**Task brief:**
For each line below, print it again exactly as shown.

**Records supplied:**
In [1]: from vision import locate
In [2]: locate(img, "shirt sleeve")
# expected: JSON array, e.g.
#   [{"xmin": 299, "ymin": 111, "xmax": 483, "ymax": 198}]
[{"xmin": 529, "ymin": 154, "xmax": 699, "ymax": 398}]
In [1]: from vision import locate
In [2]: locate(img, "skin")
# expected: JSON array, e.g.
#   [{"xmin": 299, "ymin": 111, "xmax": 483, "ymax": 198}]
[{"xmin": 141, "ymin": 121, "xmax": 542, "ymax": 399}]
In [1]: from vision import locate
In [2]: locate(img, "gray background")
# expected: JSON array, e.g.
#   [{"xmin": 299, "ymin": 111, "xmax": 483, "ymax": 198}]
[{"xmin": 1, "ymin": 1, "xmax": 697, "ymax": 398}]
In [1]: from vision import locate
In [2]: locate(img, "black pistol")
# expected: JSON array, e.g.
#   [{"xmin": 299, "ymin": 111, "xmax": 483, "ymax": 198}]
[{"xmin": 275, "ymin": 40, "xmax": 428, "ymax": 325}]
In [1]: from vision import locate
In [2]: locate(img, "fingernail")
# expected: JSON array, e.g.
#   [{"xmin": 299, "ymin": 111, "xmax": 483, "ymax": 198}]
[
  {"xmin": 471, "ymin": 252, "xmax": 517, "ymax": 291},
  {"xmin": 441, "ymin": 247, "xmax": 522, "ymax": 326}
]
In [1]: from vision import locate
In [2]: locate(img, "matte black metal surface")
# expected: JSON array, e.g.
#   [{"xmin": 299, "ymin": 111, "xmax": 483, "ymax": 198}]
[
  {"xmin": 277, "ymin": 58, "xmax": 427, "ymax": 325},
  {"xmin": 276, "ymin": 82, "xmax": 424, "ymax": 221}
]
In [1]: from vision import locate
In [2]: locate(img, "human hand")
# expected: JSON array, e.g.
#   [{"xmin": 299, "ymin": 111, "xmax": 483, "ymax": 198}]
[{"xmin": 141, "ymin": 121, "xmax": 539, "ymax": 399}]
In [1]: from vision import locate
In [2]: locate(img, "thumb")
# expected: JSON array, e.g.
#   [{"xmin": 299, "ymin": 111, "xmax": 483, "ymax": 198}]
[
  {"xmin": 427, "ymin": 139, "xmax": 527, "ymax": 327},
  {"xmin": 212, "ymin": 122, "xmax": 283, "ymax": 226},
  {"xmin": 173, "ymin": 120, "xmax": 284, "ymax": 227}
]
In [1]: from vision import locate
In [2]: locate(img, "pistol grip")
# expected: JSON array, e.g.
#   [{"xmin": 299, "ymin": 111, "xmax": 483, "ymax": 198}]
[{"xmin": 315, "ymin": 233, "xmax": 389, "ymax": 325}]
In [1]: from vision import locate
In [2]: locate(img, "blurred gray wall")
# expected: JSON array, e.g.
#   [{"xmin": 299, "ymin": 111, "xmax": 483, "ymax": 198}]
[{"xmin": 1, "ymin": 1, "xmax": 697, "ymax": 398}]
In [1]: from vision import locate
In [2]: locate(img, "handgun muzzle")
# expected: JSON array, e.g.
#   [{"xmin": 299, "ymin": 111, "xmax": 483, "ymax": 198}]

**Response area:**
In [1]: from vision import locate
In [2]: locate(img, "shirt sleeve")
# expected: JSON array, e.g.
#   [{"xmin": 299, "ymin": 111, "xmax": 483, "ymax": 198}]
[{"xmin": 529, "ymin": 154, "xmax": 699, "ymax": 398}]
In [1]: from vision import locate
In [2]: locate(img, "skin")
# expected: JSON array, e.g.
#   [{"xmin": 299, "ymin": 111, "xmax": 483, "ymax": 198}]
[{"xmin": 141, "ymin": 121, "xmax": 542, "ymax": 399}]
In [1]: from vision import locate
In [2]: locate(img, "gray background")
# expected: JSON array, e.g.
#   [{"xmin": 299, "ymin": 111, "xmax": 483, "ymax": 198}]
[{"xmin": 1, "ymin": 1, "xmax": 697, "ymax": 398}]
In [1]: from vision import locate
In [2]: locate(img, "black pistol")
# expected: JSON array, e.g.
#   [{"xmin": 299, "ymin": 111, "xmax": 483, "ymax": 198}]
[{"xmin": 275, "ymin": 40, "xmax": 428, "ymax": 325}]
In [1]: from vision import locate
In [2]: locate(img, "fingernail")
# expected: JSON array, e.g.
#   [{"xmin": 299, "ymin": 111, "xmax": 483, "ymax": 198}]
[
  {"xmin": 471, "ymin": 252, "xmax": 517, "ymax": 291},
  {"xmin": 441, "ymin": 247, "xmax": 522, "ymax": 326}
]
In [1]: from vision import locate
In [2]: locate(img, "matte black metal surface")
# expected: JSON array, e.g.
#   [{"xmin": 299, "ymin": 111, "xmax": 483, "ymax": 198}]
[
  {"xmin": 277, "ymin": 58, "xmax": 427, "ymax": 325},
  {"xmin": 276, "ymin": 82, "xmax": 424, "ymax": 221}
]
In [1]: from vision import locate
In [2]: locate(img, "human hand")
# expected: JSON array, e.g.
#   [{"xmin": 299, "ymin": 111, "xmax": 483, "ymax": 198}]
[{"xmin": 141, "ymin": 121, "xmax": 539, "ymax": 399}]
In [1]: from vision import locate
In [2]: locate(img, "thumb")
# expected: JSON array, e.g.
#   [{"xmin": 299, "ymin": 111, "xmax": 483, "ymax": 198}]
[
  {"xmin": 427, "ymin": 139, "xmax": 527, "ymax": 327},
  {"xmin": 212, "ymin": 122, "xmax": 283, "ymax": 226},
  {"xmin": 173, "ymin": 120, "xmax": 284, "ymax": 227}
]
In [1]: from vision import locate
In [2]: locate(img, "pistol grip")
# expected: JSON array, e.g.
#   [{"xmin": 299, "ymin": 111, "xmax": 483, "ymax": 198}]
[{"xmin": 315, "ymin": 233, "xmax": 389, "ymax": 325}]
In [1]: from vision import locate
In [2]: locate(img, "blurred gray wall")
# expected: JSON array, e.g.
#   [{"xmin": 299, "ymin": 111, "xmax": 483, "ymax": 198}]
[{"xmin": 1, "ymin": 1, "xmax": 697, "ymax": 398}]
In [1]: from vision import locate
In [2]: locate(img, "handgun muzzle")
# expected: JSON array, e.g.
#   [{"xmin": 299, "ymin": 111, "xmax": 483, "ymax": 198}]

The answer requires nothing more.